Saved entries

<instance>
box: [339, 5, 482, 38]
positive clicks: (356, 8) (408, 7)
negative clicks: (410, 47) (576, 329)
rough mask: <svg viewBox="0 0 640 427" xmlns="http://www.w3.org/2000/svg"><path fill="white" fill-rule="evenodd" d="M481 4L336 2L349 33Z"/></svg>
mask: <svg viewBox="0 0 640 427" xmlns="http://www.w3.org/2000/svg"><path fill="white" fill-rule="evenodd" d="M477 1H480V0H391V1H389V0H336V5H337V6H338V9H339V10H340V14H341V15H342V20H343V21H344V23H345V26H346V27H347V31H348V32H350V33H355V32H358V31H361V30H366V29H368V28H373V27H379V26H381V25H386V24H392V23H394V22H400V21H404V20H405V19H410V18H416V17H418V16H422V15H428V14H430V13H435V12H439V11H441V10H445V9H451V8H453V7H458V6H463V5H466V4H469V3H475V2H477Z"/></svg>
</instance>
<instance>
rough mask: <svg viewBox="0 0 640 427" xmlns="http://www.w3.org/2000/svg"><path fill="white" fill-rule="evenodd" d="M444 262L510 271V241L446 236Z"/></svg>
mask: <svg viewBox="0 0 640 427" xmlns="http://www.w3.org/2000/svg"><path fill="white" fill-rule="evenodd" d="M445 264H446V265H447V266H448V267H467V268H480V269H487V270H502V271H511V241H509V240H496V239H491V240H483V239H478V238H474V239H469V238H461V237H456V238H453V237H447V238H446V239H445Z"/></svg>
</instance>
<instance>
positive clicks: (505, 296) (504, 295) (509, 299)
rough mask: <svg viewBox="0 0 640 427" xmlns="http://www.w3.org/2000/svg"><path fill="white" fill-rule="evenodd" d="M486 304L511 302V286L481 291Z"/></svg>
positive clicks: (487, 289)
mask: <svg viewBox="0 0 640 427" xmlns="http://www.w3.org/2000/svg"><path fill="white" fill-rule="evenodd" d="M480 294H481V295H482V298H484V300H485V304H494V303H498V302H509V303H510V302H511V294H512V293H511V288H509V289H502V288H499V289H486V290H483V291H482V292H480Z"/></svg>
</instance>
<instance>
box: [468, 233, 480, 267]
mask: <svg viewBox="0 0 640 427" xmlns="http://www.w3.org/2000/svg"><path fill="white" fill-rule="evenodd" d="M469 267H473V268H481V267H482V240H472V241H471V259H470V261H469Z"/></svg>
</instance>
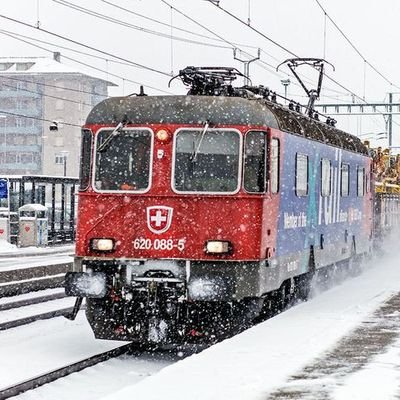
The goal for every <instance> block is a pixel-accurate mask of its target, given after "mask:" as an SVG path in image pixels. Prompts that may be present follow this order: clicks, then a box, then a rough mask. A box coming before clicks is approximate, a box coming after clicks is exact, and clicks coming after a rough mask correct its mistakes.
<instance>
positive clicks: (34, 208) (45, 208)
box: [18, 204, 47, 211]
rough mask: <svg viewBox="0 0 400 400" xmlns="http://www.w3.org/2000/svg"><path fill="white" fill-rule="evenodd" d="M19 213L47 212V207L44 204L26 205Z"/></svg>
mask: <svg viewBox="0 0 400 400" xmlns="http://www.w3.org/2000/svg"><path fill="white" fill-rule="evenodd" d="M18 211H47V207H45V206H43V205H42V204H25V205H24V206H22V207H20V208H19V209H18Z"/></svg>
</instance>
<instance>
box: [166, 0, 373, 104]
mask: <svg viewBox="0 0 400 400" xmlns="http://www.w3.org/2000/svg"><path fill="white" fill-rule="evenodd" d="M161 1H164V0H161ZM206 1H207V2H208V3H209V4H211V5H213V6H214V7H216V8H218V9H219V10H221V11H222V12H224V13H225V14H227V15H229V16H230V17H232V18H233V19H235V20H236V21H238V22H240V23H241V24H242V25H245V26H246V27H248V28H249V29H251V30H252V31H254V32H256V33H257V34H259V35H260V36H262V37H263V38H265V39H266V40H268V41H269V42H271V43H273V44H274V45H276V46H277V47H279V48H280V49H281V50H284V51H285V52H287V53H288V54H290V55H291V56H293V57H295V58H298V55H297V54H296V53H294V52H293V51H291V50H289V49H288V48H287V47H285V46H283V45H281V44H280V43H278V42H277V41H275V40H273V39H272V38H270V37H269V36H267V35H266V34H264V33H263V32H261V31H260V30H259V29H256V28H255V27H254V26H252V25H248V24H247V23H246V22H245V21H244V20H243V19H241V18H239V17H238V16H237V15H235V14H233V13H232V12H230V11H228V10H226V9H225V8H223V7H221V6H220V5H219V3H218V4H216V3H215V2H213V1H212V0H206ZM324 76H325V77H326V78H327V79H329V80H330V81H331V82H333V83H335V84H336V85H337V86H339V87H341V88H342V89H343V90H345V91H346V92H348V93H350V94H351V95H353V96H354V97H355V98H357V99H358V100H360V101H362V102H363V103H366V101H365V100H364V99H363V98H362V97H361V96H359V95H358V94H356V93H355V92H353V91H352V90H350V89H348V88H347V87H346V86H344V85H343V84H341V83H340V82H338V81H337V80H335V79H334V78H332V77H331V76H329V75H328V74H326V73H325V72H324Z"/></svg>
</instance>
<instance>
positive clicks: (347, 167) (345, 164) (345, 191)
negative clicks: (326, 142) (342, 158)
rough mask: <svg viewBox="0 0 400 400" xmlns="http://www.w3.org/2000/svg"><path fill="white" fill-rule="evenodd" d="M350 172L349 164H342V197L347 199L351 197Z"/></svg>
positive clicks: (340, 187) (341, 168)
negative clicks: (349, 191)
mask: <svg viewBox="0 0 400 400" xmlns="http://www.w3.org/2000/svg"><path fill="white" fill-rule="evenodd" d="M349 170H350V168H349V165H348V164H342V168H341V173H340V176H341V181H340V193H341V195H342V197H347V196H348V195H349V187H350V185H349V183H350V179H349Z"/></svg>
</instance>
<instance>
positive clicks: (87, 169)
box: [79, 129, 92, 190]
mask: <svg viewBox="0 0 400 400" xmlns="http://www.w3.org/2000/svg"><path fill="white" fill-rule="evenodd" d="M91 153H92V132H91V131H90V130H89V129H82V142H81V158H80V169H79V189H80V190H86V189H87V188H88V186H89V182H90V180H89V178H90V164H91V158H92V157H91Z"/></svg>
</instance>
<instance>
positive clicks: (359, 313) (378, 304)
mask: <svg viewBox="0 0 400 400" xmlns="http://www.w3.org/2000/svg"><path fill="white" fill-rule="evenodd" d="M396 256H397V255H396V253H395V252H394V255H392V256H391V257H390V256H385V257H380V258H379V259H376V260H373V261H372V262H371V264H370V265H369V266H368V267H366V270H365V271H364V272H363V274H362V275H360V276H358V277H356V278H351V279H348V280H346V281H345V282H344V283H342V284H341V285H339V286H336V287H334V288H332V289H331V290H328V291H326V292H324V293H322V294H320V295H318V296H316V297H314V298H313V299H312V300H310V301H308V302H307V303H302V304H299V305H297V306H295V307H293V308H292V309H290V310H288V311H286V312H284V313H282V314H280V315H278V316H276V317H274V318H272V319H270V320H268V321H266V322H264V323H262V324H259V325H258V326H256V327H254V328H252V329H249V330H247V331H245V332H243V333H242V334H240V335H238V336H236V337H233V338H231V339H228V340H225V341H224V342H222V343H219V344H217V345H215V346H213V347H211V348H209V349H207V350H205V351H203V352H202V353H200V354H196V355H193V356H191V357H188V358H186V359H184V360H182V361H180V362H178V363H176V364H173V365H171V366H169V367H167V368H165V369H163V370H161V371H160V372H159V373H158V374H156V375H153V376H151V377H149V378H148V379H145V380H143V381H141V382H139V383H138V384H136V385H132V386H130V387H128V388H125V389H123V390H120V391H118V392H116V393H114V394H111V395H108V396H104V397H102V400H117V399H118V400H119V399H121V398H137V399H140V398H145V399H146V400H159V399H161V398H162V399H168V400H169V399H171V400H181V399H182V400H187V398H188V397H189V398H190V399H191V400H197V399H199V400H200V399H201V400H211V399H212V400H217V399H229V400H250V399H254V400H259V399H260V400H261V399H267V398H268V394H269V393H271V392H273V391H274V389H276V388H278V387H280V386H281V385H284V384H285V382H286V380H287V378H288V377H289V376H291V375H292V374H294V373H295V372H296V371H300V370H301V368H302V367H303V366H305V365H306V364H308V363H310V362H311V361H312V360H314V359H315V358H316V357H318V356H320V355H322V354H323V353H324V352H326V351H327V350H328V349H330V348H331V347H332V346H333V345H334V344H335V343H337V341H338V340H339V339H340V338H342V337H343V336H345V335H346V334H347V333H349V332H350V331H351V330H352V329H353V328H355V327H356V326H357V324H359V323H360V322H361V321H362V320H363V319H364V318H366V317H367V316H368V315H370V314H371V313H372V312H373V311H374V310H375V309H376V308H377V307H378V306H379V305H380V304H381V303H382V302H384V301H385V300H386V299H388V298H389V297H390V296H391V295H392V294H394V293H398V292H399V290H400V267H399V264H398V261H397V259H396V258H397V257H396ZM398 346H399V343H397V344H396V345H394V346H392V348H391V349H389V350H387V352H386V353H385V354H382V355H380V356H378V357H376V359H375V363H373V364H369V365H368V368H364V369H362V370H361V371H359V372H357V373H355V374H354V375H350V376H349V377H348V378H346V379H343V382H342V383H343V387H341V388H338V389H337V390H336V392H335V393H334V396H335V399H337V400H344V399H353V398H359V399H363V400H365V399H377V398H379V399H380V400H384V399H392V398H393V397H392V396H393V395H394V393H396V390H397V389H398V387H399V386H400V371H399V370H398V367H397V366H398V365H399V362H398V361H399V347H398ZM395 360H396V361H395ZM385 362H386V363H388V364H385V365H384V364H383V363H385ZM388 370H389V371H390V373H389V371H388ZM364 379H369V384H367V385H366V384H365V381H364ZM383 384H387V385H390V386H389V387H385V388H384V390H380V389H378V388H382V386H383ZM374 385H375V386H374ZM373 386H374V387H376V389H375V390H374V391H373V392H371V391H370V388H371V387H373ZM377 391H379V395H376V393H377ZM354 393H356V394H357V396H358V397H355V395H354V396H353V394H354ZM398 394H399V393H397V395H398ZM81 398H84V397H81Z"/></svg>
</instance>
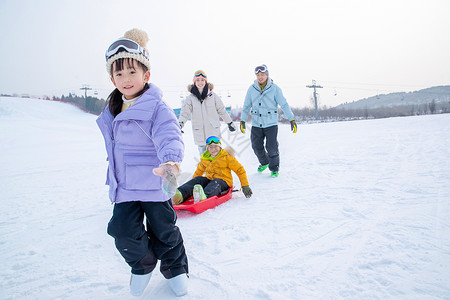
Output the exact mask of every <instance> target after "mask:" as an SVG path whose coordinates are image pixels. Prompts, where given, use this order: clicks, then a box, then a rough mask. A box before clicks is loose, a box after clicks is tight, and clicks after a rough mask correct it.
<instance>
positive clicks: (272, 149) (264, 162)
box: [250, 125, 280, 171]
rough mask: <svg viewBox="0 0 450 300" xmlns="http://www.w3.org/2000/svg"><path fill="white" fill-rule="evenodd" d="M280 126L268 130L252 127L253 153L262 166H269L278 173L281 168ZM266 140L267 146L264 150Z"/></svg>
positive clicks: (270, 126) (261, 128)
mask: <svg viewBox="0 0 450 300" xmlns="http://www.w3.org/2000/svg"><path fill="white" fill-rule="evenodd" d="M277 136H278V125H274V126H270V127H267V128H259V127H256V126H252V132H251V136H250V139H251V141H252V148H253V152H255V155H256V157H257V158H258V161H259V163H260V164H261V165H267V164H269V170H271V171H278V169H279V167H280V153H279V152H278V140H277ZM264 139H265V140H266V145H265V148H264Z"/></svg>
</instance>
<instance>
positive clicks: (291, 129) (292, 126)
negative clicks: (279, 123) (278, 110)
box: [289, 119, 297, 133]
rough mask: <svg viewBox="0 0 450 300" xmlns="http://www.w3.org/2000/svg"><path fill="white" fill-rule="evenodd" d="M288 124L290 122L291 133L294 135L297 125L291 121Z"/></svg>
mask: <svg viewBox="0 0 450 300" xmlns="http://www.w3.org/2000/svg"><path fill="white" fill-rule="evenodd" d="M289 122H291V131H292V133H296V132H297V123H295V120H294V119H292V120H290V121H289Z"/></svg>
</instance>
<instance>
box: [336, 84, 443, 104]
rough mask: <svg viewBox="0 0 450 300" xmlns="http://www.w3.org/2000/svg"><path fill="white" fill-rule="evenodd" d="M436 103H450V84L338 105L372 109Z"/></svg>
mask: <svg viewBox="0 0 450 300" xmlns="http://www.w3.org/2000/svg"><path fill="white" fill-rule="evenodd" d="M433 100H434V101H435V102H436V103H441V102H443V103H450V85H446V86H436V87H431V88H427V89H423V90H419V91H415V92H409V93H390V94H383V95H377V96H374V97H369V98H365V99H361V100H358V101H354V102H351V103H345V104H341V105H338V106H337V107H336V108H342V109H366V108H368V109H371V108H378V107H393V106H399V105H420V104H429V103H431V102H432V101H433Z"/></svg>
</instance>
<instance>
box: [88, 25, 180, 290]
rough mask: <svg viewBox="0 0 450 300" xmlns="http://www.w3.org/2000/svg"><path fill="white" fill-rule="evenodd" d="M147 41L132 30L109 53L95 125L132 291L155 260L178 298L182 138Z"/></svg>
mask: <svg viewBox="0 0 450 300" xmlns="http://www.w3.org/2000/svg"><path fill="white" fill-rule="evenodd" d="M147 41H148V37H147V34H146V33H145V32H143V31H141V30H138V29H132V30H130V31H128V32H126V33H125V35H124V37H123V38H121V39H119V40H117V41H115V42H114V43H112V44H111V46H109V48H108V50H107V51H106V70H107V71H108V74H109V75H110V76H111V81H112V83H113V84H114V86H115V87H116V89H115V90H114V91H113V92H112V93H111V94H110V95H109V97H108V102H107V106H106V108H105V110H104V111H103V113H102V114H101V115H100V116H99V117H98V119H97V124H98V126H99V127H100V130H101V132H102V134H103V137H104V139H105V146H106V152H107V156H108V171H107V179H106V184H107V185H109V197H110V199H111V202H112V203H114V209H113V216H112V218H111V220H110V221H109V223H108V234H109V235H111V236H112V237H113V238H114V239H115V244H116V247H117V249H118V250H119V252H120V254H121V255H122V256H123V258H124V259H125V261H126V262H127V263H128V265H129V266H130V267H131V279H130V292H131V294H133V295H135V296H140V295H142V294H143V292H144V290H145V288H146V287H147V284H148V282H149V280H150V277H151V274H152V271H153V269H154V268H155V266H156V263H157V261H158V260H160V261H161V267H160V271H161V273H162V274H163V275H164V277H165V278H166V279H168V280H169V285H170V286H171V288H172V290H173V291H174V293H175V294H176V295H177V296H182V295H185V294H186V293H187V278H188V277H187V274H188V261H187V257H186V252H185V248H184V244H183V238H182V236H181V233H180V230H179V228H178V227H177V226H176V225H175V222H176V219H177V217H176V213H175V211H174V209H173V207H172V203H171V200H170V197H171V196H172V195H171V192H173V191H174V189H176V180H175V181H171V179H174V178H175V176H176V175H177V174H178V172H179V169H178V163H180V162H181V161H182V159H183V155H184V144H183V141H182V138H181V130H180V127H179V125H178V121H177V119H176V117H175V114H174V112H173V110H172V109H171V108H170V107H169V106H167V104H166V103H165V102H164V101H163V100H162V92H161V90H160V89H159V88H158V87H156V86H155V85H153V84H149V83H148V81H149V79H150V61H149V55H148V51H147V49H146V48H145V45H146V43H147ZM154 169H155V170H156V171H154ZM155 174H159V176H158V175H155ZM174 185H175V186H174ZM163 188H164V189H163ZM144 215H145V217H146V226H144Z"/></svg>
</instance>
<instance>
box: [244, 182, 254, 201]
mask: <svg viewBox="0 0 450 300" xmlns="http://www.w3.org/2000/svg"><path fill="white" fill-rule="evenodd" d="M242 192H243V193H244V195H245V197H246V198H250V197H251V196H252V194H253V192H252V189H251V188H250V187H249V186H248V185H246V186H243V187H242Z"/></svg>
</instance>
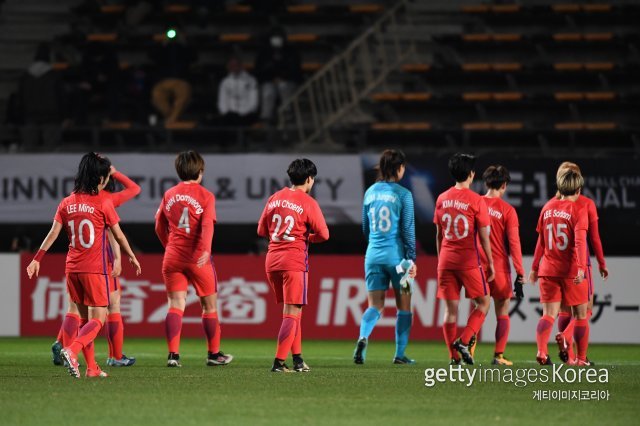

Activity
Go through the entries above and tally each line that has the word "before"; reply with the tally and nothing else.

Result of this task
2